Repeat the entries exactly, and do not carry the pictures over.

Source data
-- Opening Marker --

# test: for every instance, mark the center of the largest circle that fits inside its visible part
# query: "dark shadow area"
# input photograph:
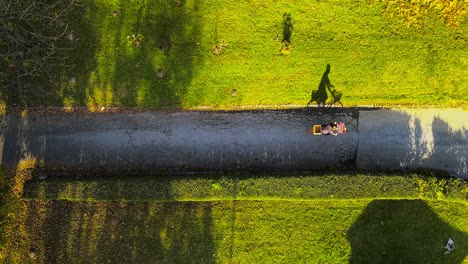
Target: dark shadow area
(159, 70)
(53, 43)
(403, 231)
(287, 28)
(138, 54)
(320, 96)
(115, 232)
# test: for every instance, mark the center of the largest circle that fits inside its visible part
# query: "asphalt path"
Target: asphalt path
(267, 140)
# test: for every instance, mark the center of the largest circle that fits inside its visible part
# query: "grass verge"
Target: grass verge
(355, 218)
(231, 54)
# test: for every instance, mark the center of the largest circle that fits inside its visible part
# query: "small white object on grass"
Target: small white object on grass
(449, 246)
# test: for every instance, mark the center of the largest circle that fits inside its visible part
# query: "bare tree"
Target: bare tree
(33, 36)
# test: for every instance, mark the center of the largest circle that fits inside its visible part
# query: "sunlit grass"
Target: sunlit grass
(375, 60)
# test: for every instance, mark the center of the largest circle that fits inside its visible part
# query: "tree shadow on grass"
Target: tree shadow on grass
(105, 67)
(115, 231)
(403, 231)
(155, 72)
(320, 96)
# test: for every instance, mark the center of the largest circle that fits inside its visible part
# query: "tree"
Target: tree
(32, 35)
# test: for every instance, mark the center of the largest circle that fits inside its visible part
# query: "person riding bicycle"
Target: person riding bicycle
(330, 129)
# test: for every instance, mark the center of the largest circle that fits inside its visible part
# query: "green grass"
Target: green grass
(340, 231)
(375, 60)
(237, 187)
(357, 218)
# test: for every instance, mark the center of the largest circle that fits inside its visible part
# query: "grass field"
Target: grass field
(357, 218)
(228, 54)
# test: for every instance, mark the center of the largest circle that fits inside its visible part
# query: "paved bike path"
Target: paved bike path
(237, 140)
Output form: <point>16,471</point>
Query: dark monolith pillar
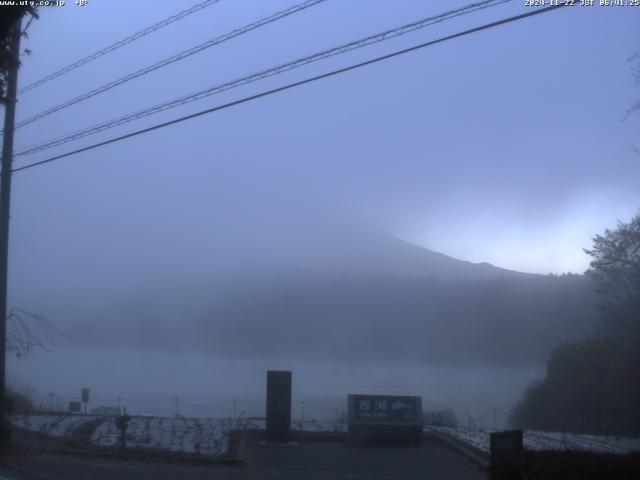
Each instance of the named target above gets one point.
<point>278,406</point>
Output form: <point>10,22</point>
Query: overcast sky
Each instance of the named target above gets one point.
<point>507,146</point>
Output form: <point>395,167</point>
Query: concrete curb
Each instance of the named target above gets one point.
<point>471,453</point>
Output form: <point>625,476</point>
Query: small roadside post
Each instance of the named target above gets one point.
<point>85,398</point>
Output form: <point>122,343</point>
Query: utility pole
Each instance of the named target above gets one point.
<point>5,203</point>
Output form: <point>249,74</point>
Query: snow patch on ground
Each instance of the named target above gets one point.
<point>56,426</point>
<point>534,440</point>
<point>204,436</point>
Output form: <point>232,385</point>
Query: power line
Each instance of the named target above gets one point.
<point>371,39</point>
<point>297,84</point>
<point>119,44</point>
<point>168,61</point>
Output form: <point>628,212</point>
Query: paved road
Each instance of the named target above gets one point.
<point>309,460</point>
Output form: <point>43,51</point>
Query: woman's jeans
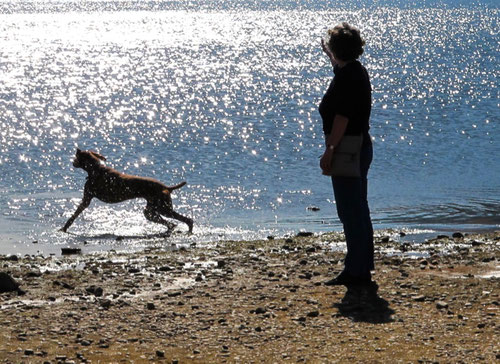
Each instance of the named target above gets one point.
<point>352,208</point>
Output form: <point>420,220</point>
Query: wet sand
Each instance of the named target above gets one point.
<point>260,301</point>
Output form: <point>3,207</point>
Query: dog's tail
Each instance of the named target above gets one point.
<point>172,188</point>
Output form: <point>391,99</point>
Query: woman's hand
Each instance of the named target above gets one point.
<point>326,162</point>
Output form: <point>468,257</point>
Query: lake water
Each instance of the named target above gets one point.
<point>224,95</point>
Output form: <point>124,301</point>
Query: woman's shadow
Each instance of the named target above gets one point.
<point>363,304</point>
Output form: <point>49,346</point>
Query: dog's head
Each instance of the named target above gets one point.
<point>85,158</point>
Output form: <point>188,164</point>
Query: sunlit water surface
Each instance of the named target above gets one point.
<point>224,95</point>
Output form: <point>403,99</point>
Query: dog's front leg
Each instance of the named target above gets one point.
<point>83,205</point>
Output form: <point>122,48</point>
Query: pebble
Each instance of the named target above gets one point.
<point>70,251</point>
<point>441,304</point>
<point>96,291</point>
<point>7,283</point>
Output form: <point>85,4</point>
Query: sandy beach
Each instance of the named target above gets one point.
<point>261,301</point>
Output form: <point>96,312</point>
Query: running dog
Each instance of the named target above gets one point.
<point>111,186</point>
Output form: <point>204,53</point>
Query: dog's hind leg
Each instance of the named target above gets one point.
<point>151,213</point>
<point>174,215</point>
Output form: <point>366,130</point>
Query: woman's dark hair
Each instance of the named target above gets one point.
<point>345,42</point>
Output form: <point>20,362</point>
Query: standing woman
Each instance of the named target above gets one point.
<point>345,110</point>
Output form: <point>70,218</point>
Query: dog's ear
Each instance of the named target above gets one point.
<point>98,156</point>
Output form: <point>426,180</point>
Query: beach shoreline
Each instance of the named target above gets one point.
<point>257,301</point>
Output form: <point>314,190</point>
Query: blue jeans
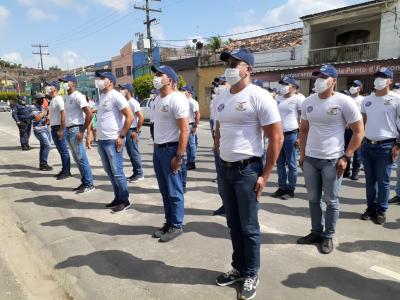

-- Closing Marker --

- _ANSWER_
# test: for every instance, mark the center of the largest circle that fits inside its visible part
# query: "dark shadow area"
# input photograph:
Target: dark shadow area
(159, 70)
(53, 43)
(403, 231)
(287, 28)
(138, 54)
(320, 96)
(115, 232)
# test: for every instance, mark the center of the largest circle that fits inside its visible part
# query: "asphalt path"
Target: asphalt path
(267, 140)
# test: for every instance, mark the center of the largest circle that fits inside its visible part
# query: "grass verge"
Target: grass verge
(355, 218)
(231, 54)
# test: for every instance, mark the center of the largest circle that fits inside its visible part
# query: "small white object on grass"
Target: small white object on grass
(449, 246)
# test: for every instance, mark the center of the largest circle that fits inside its visible part
# query: "bare tree"
Target: bare tree
(33, 36)
# test: for every instance, mark the center of the largest circle that fits inside its visible part
# query: "sunlit grass"
Target: sunlit grass
(375, 60)
# test: for every instance, mark the center of the largest circle that fits inside its visible part
# query: "tree shadow on grass"
Target: tree shadow on grass
(105, 67)
(115, 231)
(403, 231)
(155, 72)
(320, 96)
# test: for every instance, mark the center of the largest circle that fits inside its visible part
# query: "tree"
Target: tree
(32, 35)
# test: for every instance, mark the center of the largest circle that fits inside its visible part
# query: "person riding bicycle"
Target: person riding bicycle
(330, 129)
# test: for every instance, mark the center of the largest circle that fits inside its visible part
# query: "green grass"
Target: green grass
(340, 231)
(375, 60)
(237, 187)
(357, 218)
# test: for every instance, mark the center of the largest circle that fits inside its visible part
# query: "grass field"
Target: grass field
(357, 218)
(228, 54)
# test: for every instance, mark the center of the largest circle that fits inside its visible part
# query: "paved bike path"
Target: paved bike path
(237, 140)
Output form: <point>16,471</point>
Query: dark monolith pillar
Each instance of the named target above gets one point.
<point>278,406</point>
Output form: <point>10,22</point>
Query: overcast sky
Each instance of the named target above gets one point.
<point>507,146</point>
Output form: <point>395,167</point>
Query: concrete curb
Each instance of the named target above gets one point.
<point>471,453</point>
Output form: <point>625,476</point>
Query: small roadside post
Each instance of the named target above gets one point.
<point>85,398</point>
Output form: <point>122,343</point>
Query: utility pole
Each instance of the named target above gets one point.
<point>5,203</point>
Output form: <point>249,74</point>
Query: snow patch on ground
Each instance of the named target above gets one point.
<point>56,426</point>
<point>534,440</point>
<point>204,436</point>
Output form: <point>232,385</point>
Query: power line
Each instance of the named target above gets one point.
<point>371,39</point>
<point>297,84</point>
<point>119,44</point>
<point>168,61</point>
Output form: <point>628,212</point>
Query: paved road
Each instance of the named target above gets one point.
<point>309,460</point>
Output form: <point>43,51</point>
Query: woman's jeans
Each instance of the named target above gets one point.
<point>352,208</point>
Output form: <point>420,220</point>
Query: wet sand
Each instance of the named target above gets one point.
<point>260,301</point>
Output form: <point>3,207</point>
Query: dog's tail
Each instance of the named target above gets one point.
<point>172,188</point>
Output form: <point>391,99</point>
Query: woman's hand
Each instance of the named target above gets one point.
<point>326,162</point>
Output form: <point>468,257</point>
Query: lake water
Each instance of the named target above gets one point.
<point>224,95</point>
Output form: <point>124,301</point>
Query: woman's shadow
Each instance of the named target above gets one point.
<point>363,304</point>
Output form: <point>49,346</point>
Query: dog's head
Each instance of the named target above gets one point.
<point>85,158</point>
Output form: <point>188,164</point>
Query: sunlit water surface
Each instance of the named target above gets one point.
<point>224,95</point>
Output form: <point>403,99</point>
Query: dog's front leg
Each instance of the named target above gets one point.
<point>83,205</point>
Output form: <point>122,48</point>
Query: pebble
Each instance of the named target above gets one point.
<point>70,251</point>
<point>441,304</point>
<point>96,291</point>
<point>7,283</point>
Output form: <point>85,4</point>
Query: sandy beach
Each instance of the named target above gets one point.
<point>261,301</point>
Output form: <point>96,312</point>
Query: running dog
Each instance of the named target above gets one point.
<point>111,186</point>
Output form: <point>204,53</point>
Query: dog's hind leg
Each instance of the named target above gets one point.
<point>151,213</point>
<point>174,215</point>
Output form: <point>366,130</point>
Query: woman's dark hair
Each instance of the named target above gets one point.
<point>345,42</point>
Output form: <point>20,362</point>
Query: standing woman
Each instance of the named target above gets one point.
<point>345,110</point>
Output form: <point>70,218</point>
Query: dog's ear
Each instance of the named target above gets one point.
<point>98,156</point>
Output form: <point>426,180</point>
Query: beach shoreline
Each instance of the named target above gets one point.
<point>257,301</point>
Output form: <point>314,190</point>
Query: blue jeans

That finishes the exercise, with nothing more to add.